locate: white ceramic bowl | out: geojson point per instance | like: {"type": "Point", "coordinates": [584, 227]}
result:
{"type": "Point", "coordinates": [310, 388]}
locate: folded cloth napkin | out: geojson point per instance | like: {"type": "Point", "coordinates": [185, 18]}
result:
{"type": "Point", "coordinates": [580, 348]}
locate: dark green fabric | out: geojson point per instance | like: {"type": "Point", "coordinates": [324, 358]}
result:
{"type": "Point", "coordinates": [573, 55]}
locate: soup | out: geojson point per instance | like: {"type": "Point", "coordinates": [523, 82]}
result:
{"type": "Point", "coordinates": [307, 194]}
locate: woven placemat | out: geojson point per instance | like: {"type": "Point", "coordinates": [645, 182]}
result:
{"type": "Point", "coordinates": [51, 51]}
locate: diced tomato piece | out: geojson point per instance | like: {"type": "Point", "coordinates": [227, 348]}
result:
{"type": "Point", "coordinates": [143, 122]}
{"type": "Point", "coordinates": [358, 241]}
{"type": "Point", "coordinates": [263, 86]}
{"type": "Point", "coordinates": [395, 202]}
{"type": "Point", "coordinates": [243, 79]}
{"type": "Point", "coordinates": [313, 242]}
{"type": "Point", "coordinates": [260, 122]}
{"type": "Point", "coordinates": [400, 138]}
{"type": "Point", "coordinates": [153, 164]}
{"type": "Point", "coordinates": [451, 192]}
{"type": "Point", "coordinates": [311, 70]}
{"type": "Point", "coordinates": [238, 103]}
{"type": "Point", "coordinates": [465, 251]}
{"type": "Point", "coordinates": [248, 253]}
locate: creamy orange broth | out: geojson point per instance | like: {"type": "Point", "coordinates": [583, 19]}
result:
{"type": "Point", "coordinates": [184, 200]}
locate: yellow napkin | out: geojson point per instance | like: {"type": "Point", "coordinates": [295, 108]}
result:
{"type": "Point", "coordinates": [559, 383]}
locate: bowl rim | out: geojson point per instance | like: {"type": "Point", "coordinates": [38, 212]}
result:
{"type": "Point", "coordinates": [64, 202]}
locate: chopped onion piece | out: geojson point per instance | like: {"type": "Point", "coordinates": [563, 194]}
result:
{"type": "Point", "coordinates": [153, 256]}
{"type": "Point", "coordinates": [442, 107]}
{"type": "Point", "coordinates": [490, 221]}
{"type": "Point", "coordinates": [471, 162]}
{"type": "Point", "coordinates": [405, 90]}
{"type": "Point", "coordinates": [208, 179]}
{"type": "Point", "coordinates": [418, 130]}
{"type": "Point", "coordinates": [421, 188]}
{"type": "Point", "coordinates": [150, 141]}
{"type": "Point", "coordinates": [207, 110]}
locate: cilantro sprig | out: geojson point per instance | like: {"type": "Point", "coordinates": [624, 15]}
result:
-------
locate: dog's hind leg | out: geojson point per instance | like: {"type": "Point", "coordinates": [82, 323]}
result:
-------
*ACTIVITY:* Every line of the listing above that contains "bowl" is to be copied.

*COMPLETED EXERCISE:*
locate: white ceramic bowl | out: geojson point per instance | like: {"type": "Point", "coordinates": [584, 227]}
locate: bowl rim | out: geojson point per instance | like: {"type": "Point", "coordinates": [38, 212]}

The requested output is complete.